- [Stated task]
Please copy out the records from the line with "of the forest." through the end of the records, both ends included, with every coordinate in the answers multiplied by 2 and rounded to whole numbers, halves rounded up. Keep all other lines unchanged.

- [Pointing and labeling records]
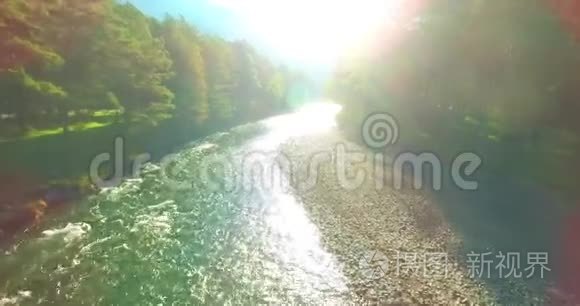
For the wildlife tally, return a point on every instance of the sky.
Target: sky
(308, 34)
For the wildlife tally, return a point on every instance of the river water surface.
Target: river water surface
(149, 243)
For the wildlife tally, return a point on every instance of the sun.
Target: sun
(312, 31)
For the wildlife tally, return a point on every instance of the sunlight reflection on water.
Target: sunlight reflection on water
(295, 240)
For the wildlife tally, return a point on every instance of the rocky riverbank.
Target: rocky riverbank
(395, 246)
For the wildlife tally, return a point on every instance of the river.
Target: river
(149, 242)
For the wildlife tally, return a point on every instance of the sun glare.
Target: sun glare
(312, 31)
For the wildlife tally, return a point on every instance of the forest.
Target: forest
(75, 75)
(72, 65)
(498, 78)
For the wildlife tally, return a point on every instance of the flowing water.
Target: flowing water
(152, 242)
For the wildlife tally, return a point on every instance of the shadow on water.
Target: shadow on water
(506, 216)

- [Answer for the task]
For the wildlife tally, return a point on every instance of the forest.
Target: forest
(150, 150)
(144, 130)
(996, 156)
For the wildlife tally, return a point on every instance of the flowing water.
Target: flowing water
(304, 484)
For the wildlife tally, return a point on every instance of the shadow on water.
Target: shadow on water
(1012, 432)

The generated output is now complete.